Tingkatan Ketiga: Ihsan
Ihsan memiliki satu rukun yaitu engkau beribadah kepada Allah Azza wa
Jalla seakan-akan engkau melihat-Nya, jika engkau tidak melihat-Nya,
maka sesungguhnya Dia melihatmu. Hal ini berdasarkan hadits yang
diriwayatkan dari ‘Umar bin al-Khaththab Radhiyallahu anhu dalam kisah
jawaban Nabi Shallallahu 'alaihi wa sallam kepada Jibril Alaihissallam
ketika ia bertanya tentang ihsan, maka Nabi Shallallahu 'alaihi wa
sallam menjawab:
أَنْ تَعْبُدَ اللهَ كَأَنَّكَ تَرَاهُ فَإِنْ لَمْ تَكُنْ تَرَاهُ فَإِنَّهُ يَرَاكَ.
“Engkau beribadah kepada Allah seolah-olah engkau melihat-Nya, maka bila
engkau tidak melihat-Nya, sesungguhnya Allah melihatmu.”
=-=-=-=-=
### TUJUAN 1
Ambil dari kutipan tentang ihsan bagian mulai "Tingkatan Ketiga: Ihsan" sampai "تَرَاهُ فَإِنَّهُ يَرَاكَ.", salin persis tanpa perubahan.
### TUJUAN 2
Menurut kutipan tentang ihsan, hadits tentang ihsan diriwayatkan dari siapa?

### DATA YANG DITAMPILKAN
=-=-=-=-=
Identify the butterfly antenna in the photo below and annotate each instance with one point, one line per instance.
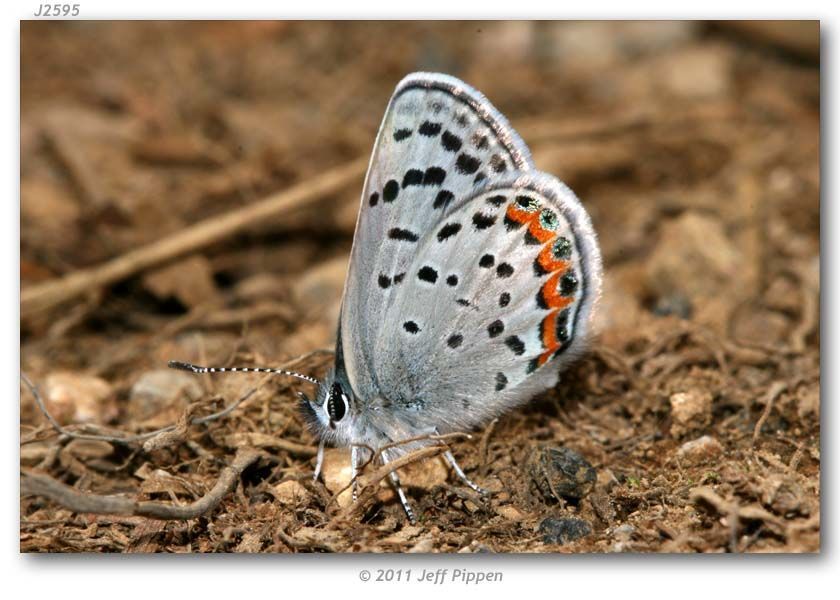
(182, 366)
=-=-=-=-=
### JAWABAN AKHIR 1
Tingkatan Ketiga: Ihsan
Ihsan memiliki satu rukun yaitu engkau beribadah kepada Allah Azza wa
Jalla seakan-akan engkau melihat-Nya, jika engkau tidak melihat-Nya,
maka sesungguhnya Dia melihatmu. Hal ini berdasarkan hadits yang
diriwayatkan dari ‘Umar bin al-Khaththab Radhiyallahu anhu dalam kisah
jawaban Nabi Shallallahu 'alaihi wa sallam kepada Jibril Alaihissallam
ketika ia bertanya tentang ihsan, maka Nabi Shallallahu 'alaihi wa
sallam menjawab:
أَنْ تَعْبُدَ اللهَ كَأَنَّكَ تَرَاهُ فَإِنْ لَمْ تَكُنْ تَرَاهُ فَإِنَّهُ يَرَاكَ.

### JAWABAN AKHIR 2
Dari ‘Umar bin al-Khaththab Radhiyallahu anhu.